Entries supplied:
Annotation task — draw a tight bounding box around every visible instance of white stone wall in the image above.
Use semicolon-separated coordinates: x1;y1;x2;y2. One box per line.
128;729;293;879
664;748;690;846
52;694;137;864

Work to do: Set down the entries above again, line by line, keeping every word, number, and mark unchanged.

Output of the task:
Annotation task — draw a tight bounding box around every visible instance of white stone wall in the image above.
Use semicolon-separated coordinates: x1;y1;x2;y2. One box per line.
128;729;293;879
664;748;690;846
52;694;137;864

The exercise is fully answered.